### Description of the task
Begin at the line that has "of the lawn" and stop after the line that has "point(269, 44)". Copy only those entries, replacing every "marker" with "dot" and leaving everything else unchanged.

* BEGIN *

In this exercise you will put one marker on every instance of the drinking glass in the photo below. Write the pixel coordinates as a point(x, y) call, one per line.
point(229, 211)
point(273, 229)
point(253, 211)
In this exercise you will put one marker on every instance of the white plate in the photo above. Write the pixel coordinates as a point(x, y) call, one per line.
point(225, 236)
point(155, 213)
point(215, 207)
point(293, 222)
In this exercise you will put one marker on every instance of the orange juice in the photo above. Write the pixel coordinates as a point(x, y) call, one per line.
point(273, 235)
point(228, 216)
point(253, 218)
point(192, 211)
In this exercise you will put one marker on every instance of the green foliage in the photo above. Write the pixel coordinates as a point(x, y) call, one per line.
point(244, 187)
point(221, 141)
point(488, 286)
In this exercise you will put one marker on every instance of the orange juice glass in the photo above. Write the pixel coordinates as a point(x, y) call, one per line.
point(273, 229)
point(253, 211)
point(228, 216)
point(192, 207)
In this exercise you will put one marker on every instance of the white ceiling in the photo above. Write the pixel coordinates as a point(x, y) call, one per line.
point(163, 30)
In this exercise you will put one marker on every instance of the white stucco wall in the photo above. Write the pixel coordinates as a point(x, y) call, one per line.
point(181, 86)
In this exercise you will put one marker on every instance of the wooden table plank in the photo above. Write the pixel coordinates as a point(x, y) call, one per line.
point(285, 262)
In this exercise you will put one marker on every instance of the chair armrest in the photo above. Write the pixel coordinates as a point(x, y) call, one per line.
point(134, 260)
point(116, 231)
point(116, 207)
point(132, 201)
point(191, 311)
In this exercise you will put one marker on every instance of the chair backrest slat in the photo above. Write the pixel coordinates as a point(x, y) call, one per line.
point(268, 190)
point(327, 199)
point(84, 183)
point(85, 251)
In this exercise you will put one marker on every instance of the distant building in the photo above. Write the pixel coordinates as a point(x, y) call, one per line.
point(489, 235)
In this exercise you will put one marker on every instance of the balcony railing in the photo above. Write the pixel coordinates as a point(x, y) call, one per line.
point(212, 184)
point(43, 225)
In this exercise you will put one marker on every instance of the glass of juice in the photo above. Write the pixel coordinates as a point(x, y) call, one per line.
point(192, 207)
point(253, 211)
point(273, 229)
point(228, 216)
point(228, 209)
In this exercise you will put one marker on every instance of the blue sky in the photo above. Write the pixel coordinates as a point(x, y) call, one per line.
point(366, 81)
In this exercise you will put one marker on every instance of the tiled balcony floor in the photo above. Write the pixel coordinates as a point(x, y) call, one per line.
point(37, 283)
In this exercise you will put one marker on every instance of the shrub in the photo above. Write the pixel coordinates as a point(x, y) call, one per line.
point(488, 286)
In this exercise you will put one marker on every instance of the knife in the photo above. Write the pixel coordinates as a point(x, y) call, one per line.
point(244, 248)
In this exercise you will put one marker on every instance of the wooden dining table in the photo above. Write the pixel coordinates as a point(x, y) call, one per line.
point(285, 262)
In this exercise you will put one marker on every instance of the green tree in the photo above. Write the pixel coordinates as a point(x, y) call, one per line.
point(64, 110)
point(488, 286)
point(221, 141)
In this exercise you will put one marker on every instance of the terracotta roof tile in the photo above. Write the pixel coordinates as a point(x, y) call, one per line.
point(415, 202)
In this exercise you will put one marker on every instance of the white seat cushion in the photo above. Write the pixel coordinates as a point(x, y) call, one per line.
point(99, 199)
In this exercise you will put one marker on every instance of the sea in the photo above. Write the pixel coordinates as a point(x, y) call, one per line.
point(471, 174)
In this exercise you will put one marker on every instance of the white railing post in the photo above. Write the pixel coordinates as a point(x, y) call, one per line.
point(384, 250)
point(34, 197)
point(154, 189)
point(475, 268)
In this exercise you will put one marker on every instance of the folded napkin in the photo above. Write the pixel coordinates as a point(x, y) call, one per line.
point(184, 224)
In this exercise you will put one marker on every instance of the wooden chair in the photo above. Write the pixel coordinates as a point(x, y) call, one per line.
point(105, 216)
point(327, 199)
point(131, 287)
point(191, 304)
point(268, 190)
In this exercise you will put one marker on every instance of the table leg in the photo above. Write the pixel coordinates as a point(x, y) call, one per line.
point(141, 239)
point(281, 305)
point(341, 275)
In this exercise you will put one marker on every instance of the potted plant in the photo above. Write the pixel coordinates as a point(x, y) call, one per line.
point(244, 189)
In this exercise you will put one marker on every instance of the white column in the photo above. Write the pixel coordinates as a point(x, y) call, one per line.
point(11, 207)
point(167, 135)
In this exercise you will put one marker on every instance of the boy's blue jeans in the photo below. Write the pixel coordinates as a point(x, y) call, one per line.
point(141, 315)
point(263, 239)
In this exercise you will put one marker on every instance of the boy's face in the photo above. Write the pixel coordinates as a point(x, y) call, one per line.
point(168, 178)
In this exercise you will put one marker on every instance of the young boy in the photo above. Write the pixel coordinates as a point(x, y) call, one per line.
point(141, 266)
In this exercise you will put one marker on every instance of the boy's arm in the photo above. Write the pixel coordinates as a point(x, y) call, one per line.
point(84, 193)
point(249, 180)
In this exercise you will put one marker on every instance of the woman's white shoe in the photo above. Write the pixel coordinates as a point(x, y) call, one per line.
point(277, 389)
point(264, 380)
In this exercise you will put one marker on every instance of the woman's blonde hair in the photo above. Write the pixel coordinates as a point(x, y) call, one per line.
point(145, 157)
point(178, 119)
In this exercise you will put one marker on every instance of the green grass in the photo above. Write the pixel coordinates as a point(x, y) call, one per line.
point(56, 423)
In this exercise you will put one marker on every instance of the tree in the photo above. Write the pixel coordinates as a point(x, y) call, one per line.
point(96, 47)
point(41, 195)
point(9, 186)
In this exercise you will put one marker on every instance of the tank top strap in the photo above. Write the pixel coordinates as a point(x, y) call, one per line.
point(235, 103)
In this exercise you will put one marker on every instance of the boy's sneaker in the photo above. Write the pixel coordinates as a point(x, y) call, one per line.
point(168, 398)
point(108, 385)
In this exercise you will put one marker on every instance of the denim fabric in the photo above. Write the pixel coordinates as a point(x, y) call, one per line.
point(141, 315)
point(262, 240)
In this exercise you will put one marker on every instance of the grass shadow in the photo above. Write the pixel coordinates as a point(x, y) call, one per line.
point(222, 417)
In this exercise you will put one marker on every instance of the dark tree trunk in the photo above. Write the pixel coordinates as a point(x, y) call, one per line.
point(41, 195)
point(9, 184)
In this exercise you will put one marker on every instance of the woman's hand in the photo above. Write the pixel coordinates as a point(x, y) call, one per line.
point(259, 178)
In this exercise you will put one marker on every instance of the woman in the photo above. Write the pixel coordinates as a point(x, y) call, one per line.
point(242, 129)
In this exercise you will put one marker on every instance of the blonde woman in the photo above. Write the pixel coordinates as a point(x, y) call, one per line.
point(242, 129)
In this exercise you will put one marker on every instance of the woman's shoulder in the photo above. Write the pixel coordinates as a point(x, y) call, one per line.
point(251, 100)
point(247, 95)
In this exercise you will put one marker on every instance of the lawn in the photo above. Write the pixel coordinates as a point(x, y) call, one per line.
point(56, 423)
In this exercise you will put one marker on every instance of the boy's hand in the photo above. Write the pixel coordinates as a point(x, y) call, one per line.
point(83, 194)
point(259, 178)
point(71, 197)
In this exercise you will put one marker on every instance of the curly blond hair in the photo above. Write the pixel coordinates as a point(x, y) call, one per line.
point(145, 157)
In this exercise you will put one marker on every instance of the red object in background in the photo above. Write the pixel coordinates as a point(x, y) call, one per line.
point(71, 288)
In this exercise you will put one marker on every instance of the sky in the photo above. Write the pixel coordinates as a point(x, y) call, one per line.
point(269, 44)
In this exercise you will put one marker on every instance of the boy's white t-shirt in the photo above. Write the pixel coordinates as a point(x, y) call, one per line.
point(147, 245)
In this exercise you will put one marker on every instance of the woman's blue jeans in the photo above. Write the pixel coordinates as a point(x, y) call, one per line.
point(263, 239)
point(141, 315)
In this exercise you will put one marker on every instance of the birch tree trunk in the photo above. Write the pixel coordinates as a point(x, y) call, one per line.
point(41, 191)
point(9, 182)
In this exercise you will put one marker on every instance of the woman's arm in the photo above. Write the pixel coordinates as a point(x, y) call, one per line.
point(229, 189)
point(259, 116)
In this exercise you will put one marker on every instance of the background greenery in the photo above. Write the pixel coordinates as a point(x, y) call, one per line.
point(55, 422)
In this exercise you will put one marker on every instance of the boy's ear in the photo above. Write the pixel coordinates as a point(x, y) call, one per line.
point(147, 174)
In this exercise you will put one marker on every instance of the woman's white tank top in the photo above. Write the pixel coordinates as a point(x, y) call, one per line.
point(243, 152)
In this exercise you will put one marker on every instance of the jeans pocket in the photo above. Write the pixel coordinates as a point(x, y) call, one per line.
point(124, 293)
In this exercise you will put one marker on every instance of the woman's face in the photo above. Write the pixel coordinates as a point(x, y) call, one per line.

* END *

### Task answer
In this exercise you will put one dot on every instance of the lawn in the photo above. Write the pixel coordinates as a point(x, y) call, one per line.
point(56, 423)
In this exercise you will put one dot on every instance of the boy's hand in the photo above. Write the pixel coordinates as a point(x, y) call, one per line.
point(83, 194)
point(259, 178)
point(71, 197)
In this exercise you will put one dot on every instance of the curly blond hair in the photo above. Write the pixel coordinates as a point(x, y) call, one per line.
point(145, 157)
In this exercise you will put one dot on every instance of the red object in background in the photo above. Write the pixel coordinates as a point(x, y) call, one per line.
point(71, 288)
In this exercise you will put one dot on every instance of the sky in the photo above. Write the pixel coordinates as a point(x, y) call, one per line.
point(269, 44)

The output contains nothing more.